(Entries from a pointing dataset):
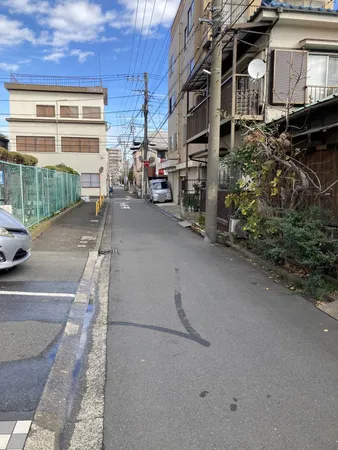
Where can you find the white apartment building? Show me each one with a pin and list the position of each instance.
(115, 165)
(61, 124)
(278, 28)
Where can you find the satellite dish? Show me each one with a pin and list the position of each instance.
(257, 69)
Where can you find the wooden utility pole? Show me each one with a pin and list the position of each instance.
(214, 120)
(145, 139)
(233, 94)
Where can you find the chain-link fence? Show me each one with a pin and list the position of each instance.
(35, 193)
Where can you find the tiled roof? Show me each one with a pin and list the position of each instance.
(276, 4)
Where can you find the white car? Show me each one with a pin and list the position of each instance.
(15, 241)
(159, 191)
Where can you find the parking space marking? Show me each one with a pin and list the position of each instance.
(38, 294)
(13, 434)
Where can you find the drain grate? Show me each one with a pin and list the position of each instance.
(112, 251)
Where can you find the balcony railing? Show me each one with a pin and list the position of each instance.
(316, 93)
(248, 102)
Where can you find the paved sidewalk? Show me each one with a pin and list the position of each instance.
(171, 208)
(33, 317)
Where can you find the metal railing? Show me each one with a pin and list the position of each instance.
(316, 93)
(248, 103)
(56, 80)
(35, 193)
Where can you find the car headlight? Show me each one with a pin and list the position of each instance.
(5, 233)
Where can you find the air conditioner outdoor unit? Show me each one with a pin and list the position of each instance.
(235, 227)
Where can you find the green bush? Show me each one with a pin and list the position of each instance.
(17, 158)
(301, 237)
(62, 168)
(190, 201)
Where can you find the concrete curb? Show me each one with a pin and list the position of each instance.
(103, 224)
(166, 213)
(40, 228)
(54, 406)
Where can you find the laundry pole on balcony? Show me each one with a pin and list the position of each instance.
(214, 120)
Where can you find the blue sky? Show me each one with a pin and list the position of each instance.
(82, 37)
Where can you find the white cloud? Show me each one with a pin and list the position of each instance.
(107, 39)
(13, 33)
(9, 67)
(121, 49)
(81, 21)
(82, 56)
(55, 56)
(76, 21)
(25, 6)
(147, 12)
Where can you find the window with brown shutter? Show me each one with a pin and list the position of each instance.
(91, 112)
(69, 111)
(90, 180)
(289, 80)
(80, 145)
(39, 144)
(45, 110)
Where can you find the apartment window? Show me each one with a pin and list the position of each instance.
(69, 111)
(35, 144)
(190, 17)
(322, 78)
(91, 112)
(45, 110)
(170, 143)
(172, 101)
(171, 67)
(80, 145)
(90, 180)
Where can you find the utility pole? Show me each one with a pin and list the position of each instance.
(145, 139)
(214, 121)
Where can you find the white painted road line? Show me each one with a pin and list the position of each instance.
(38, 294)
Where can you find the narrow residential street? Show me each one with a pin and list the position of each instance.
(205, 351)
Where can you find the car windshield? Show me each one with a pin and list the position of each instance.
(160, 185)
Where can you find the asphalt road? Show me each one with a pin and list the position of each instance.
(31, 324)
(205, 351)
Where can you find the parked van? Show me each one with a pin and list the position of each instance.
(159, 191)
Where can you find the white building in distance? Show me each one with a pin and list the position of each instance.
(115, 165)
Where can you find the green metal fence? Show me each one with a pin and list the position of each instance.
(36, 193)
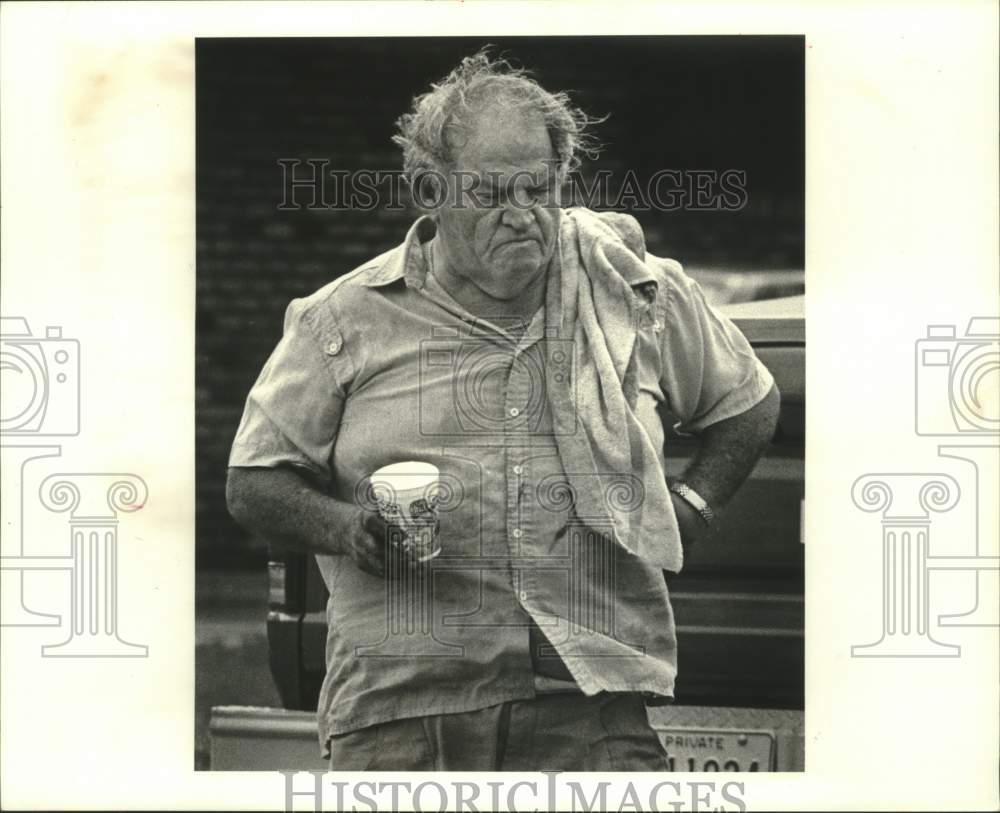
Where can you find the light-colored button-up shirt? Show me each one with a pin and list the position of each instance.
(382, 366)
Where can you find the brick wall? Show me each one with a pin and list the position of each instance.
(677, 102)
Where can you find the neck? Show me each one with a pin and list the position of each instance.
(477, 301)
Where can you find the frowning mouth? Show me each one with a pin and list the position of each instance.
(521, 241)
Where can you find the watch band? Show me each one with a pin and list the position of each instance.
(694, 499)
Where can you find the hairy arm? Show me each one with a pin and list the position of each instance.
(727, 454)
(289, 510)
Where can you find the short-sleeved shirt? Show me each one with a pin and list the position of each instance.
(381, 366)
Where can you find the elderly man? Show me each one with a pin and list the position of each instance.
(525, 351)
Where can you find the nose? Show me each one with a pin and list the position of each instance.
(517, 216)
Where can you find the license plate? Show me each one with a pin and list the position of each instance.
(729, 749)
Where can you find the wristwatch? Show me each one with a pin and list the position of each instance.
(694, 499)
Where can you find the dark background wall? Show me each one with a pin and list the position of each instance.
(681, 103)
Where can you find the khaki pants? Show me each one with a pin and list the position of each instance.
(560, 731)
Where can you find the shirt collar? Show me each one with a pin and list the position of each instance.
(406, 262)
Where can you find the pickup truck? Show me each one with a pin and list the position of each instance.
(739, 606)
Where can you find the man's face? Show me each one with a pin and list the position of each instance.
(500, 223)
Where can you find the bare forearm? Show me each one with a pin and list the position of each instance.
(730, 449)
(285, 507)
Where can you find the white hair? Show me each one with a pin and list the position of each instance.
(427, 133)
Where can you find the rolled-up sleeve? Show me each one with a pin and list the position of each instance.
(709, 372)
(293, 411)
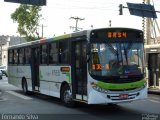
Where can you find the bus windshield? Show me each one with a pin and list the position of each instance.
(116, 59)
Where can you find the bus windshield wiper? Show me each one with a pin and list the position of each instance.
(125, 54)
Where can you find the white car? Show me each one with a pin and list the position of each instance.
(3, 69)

==

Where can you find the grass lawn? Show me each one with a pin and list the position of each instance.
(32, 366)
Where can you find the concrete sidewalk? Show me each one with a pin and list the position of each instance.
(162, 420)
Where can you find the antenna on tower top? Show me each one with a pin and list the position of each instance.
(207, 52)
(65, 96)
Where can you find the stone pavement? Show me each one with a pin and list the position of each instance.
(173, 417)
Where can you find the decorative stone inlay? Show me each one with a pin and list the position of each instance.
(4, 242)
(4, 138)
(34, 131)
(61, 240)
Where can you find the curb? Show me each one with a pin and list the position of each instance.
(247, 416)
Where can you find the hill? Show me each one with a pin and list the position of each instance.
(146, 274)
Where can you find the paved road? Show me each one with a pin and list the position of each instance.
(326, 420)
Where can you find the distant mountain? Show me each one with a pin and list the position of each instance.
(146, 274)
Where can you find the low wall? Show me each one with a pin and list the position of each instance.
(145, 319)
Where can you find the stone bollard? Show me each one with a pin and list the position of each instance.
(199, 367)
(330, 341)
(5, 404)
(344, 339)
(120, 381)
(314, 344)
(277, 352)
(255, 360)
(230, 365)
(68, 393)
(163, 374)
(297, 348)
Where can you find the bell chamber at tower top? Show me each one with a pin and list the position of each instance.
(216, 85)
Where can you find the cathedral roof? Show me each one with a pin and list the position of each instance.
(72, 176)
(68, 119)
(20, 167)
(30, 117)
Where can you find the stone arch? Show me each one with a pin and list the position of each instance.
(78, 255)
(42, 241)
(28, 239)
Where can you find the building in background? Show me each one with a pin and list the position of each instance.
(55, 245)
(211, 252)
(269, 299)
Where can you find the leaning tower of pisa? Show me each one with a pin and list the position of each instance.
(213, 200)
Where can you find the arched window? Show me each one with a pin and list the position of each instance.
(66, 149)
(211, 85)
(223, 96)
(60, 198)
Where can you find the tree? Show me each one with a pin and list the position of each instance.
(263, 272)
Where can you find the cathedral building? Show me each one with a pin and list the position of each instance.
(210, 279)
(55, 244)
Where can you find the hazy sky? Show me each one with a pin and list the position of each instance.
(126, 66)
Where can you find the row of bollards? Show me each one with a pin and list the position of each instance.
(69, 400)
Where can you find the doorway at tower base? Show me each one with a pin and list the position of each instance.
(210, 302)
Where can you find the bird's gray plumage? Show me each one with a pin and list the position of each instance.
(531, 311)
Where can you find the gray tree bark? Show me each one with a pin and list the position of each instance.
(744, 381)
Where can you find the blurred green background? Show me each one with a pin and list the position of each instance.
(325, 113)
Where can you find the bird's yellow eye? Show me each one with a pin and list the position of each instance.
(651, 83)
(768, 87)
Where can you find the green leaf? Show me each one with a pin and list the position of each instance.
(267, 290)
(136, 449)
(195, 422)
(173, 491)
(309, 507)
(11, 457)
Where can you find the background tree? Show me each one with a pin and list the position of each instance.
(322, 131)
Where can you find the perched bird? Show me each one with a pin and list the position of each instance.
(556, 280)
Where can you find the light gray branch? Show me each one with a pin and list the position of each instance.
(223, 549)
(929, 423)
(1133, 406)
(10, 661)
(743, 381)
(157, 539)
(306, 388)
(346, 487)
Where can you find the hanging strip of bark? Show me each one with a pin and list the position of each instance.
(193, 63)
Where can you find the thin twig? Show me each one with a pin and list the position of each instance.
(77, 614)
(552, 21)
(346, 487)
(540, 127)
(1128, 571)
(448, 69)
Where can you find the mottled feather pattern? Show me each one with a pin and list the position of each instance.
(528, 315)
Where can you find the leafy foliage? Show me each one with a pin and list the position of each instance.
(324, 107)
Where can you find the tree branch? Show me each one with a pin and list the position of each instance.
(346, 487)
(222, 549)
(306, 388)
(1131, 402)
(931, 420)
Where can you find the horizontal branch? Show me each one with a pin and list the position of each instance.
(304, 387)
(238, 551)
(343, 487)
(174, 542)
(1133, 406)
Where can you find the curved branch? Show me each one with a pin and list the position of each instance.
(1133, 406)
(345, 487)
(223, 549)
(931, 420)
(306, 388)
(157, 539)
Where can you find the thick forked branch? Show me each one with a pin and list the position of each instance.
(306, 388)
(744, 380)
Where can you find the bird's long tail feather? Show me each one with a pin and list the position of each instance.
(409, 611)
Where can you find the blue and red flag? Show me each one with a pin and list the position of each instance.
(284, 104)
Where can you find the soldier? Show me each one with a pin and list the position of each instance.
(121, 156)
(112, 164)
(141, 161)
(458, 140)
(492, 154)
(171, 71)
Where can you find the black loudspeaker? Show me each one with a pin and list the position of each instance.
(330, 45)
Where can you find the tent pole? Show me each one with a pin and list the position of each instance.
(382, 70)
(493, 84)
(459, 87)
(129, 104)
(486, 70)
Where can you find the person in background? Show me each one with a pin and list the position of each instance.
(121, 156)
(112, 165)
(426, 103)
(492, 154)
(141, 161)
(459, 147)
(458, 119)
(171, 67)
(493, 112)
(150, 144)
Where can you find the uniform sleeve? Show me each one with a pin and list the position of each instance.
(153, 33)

(Problem statement): Show each line above that contains the string "background".

(Exercise answer):
Where can you find the dark background wall? Show me each one with a pin and list the position of each instance.
Where can you find the building in background? Show me each one with a pin and list the position of each instance.
Where can you find the blurred green background? Show me each one with a pin and list the position of each instance.
Where can you find the background tree? Show me each one with a pin and list the position of each instance.
Where can you find the person in background? Show me each one with a pin and list the position of each instance.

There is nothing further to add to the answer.